MATERIAL:

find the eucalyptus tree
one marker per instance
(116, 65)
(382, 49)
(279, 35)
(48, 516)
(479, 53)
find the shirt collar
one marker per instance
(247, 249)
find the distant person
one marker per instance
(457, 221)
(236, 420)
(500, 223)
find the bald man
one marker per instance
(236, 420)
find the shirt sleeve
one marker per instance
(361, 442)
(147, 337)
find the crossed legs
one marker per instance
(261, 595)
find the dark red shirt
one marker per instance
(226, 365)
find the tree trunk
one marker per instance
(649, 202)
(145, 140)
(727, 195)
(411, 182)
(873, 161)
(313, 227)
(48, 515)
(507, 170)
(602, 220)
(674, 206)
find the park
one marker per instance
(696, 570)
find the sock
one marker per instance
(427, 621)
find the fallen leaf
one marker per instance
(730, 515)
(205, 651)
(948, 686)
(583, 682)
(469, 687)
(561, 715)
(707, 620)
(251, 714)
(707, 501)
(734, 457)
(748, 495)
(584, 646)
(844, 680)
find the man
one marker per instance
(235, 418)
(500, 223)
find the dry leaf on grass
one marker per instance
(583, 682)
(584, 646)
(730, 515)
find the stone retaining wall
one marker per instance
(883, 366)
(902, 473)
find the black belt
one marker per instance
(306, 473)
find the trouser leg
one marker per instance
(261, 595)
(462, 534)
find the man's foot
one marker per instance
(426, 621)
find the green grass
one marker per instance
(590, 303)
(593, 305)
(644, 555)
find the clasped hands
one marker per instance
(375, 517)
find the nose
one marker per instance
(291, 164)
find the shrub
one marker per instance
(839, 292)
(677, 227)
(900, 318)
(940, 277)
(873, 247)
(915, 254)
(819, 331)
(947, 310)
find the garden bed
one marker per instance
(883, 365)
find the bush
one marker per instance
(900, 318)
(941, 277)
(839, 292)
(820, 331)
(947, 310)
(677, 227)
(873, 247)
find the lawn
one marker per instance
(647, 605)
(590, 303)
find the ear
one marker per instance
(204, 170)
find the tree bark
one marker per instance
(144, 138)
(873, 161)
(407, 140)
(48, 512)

GIVEN INSTRUCTION:
Reproduce every entry above word for word, keeping each line as it stands.

SOLUTION TO THIS TASK:
find the eucalyptus tree
one marker per instance
(116, 65)
(382, 49)
(279, 35)
(48, 516)
(479, 53)
find the shirt collar
one marker per instance
(247, 249)
find the distant person
one marker per instance
(457, 221)
(236, 420)
(500, 223)
find the bald man
one marker per instance
(236, 420)
find the shirt sleeve
one marker per instance
(361, 442)
(147, 337)
find the crossed legs
one marker per instance
(261, 595)
find the dark red shirt
one marker per instance
(226, 365)
find the tree trunk
one marker per instance
(649, 202)
(145, 140)
(727, 195)
(411, 182)
(873, 161)
(313, 227)
(48, 515)
(507, 170)
(602, 220)
(674, 206)
find the park
one marker per instance
(696, 570)
find the sock
one marker per instance
(427, 621)
find the fallen leaf
one marker per instance
(730, 515)
(205, 651)
(948, 686)
(583, 682)
(469, 687)
(561, 715)
(707, 620)
(251, 714)
(707, 501)
(734, 457)
(748, 495)
(584, 646)
(844, 680)
find the man
one marker per instance
(235, 418)
(500, 223)
find the dry leaf on grass
one marker per instance
(583, 682)
(584, 646)
(730, 515)
find the stone retaining wall
one marker per instance
(883, 366)
(902, 473)
find the black belt
one marker per instance
(306, 473)
find the trouser leg
one marker per instance
(261, 595)
(462, 534)
find the man's foot
one marker per instance
(426, 621)
find the green grass
one marker per instance
(590, 303)
(593, 305)
(644, 555)
find the clasped hands
one marker per instance
(375, 517)
find the nose
one marker per instance
(291, 164)
find the shrub
one marker per instance
(839, 292)
(677, 227)
(900, 318)
(940, 277)
(873, 247)
(915, 254)
(819, 331)
(947, 310)
find the garden bed
one marker per instance
(883, 365)
find the bush
one marker per instance
(900, 318)
(941, 277)
(839, 292)
(820, 331)
(947, 310)
(677, 227)
(873, 247)
find the lawn
one marker per instance
(647, 605)
(590, 303)
find the ear
one marker per instance
(204, 170)
find the tree bark
one marker per instance
(144, 138)
(873, 161)
(407, 140)
(48, 512)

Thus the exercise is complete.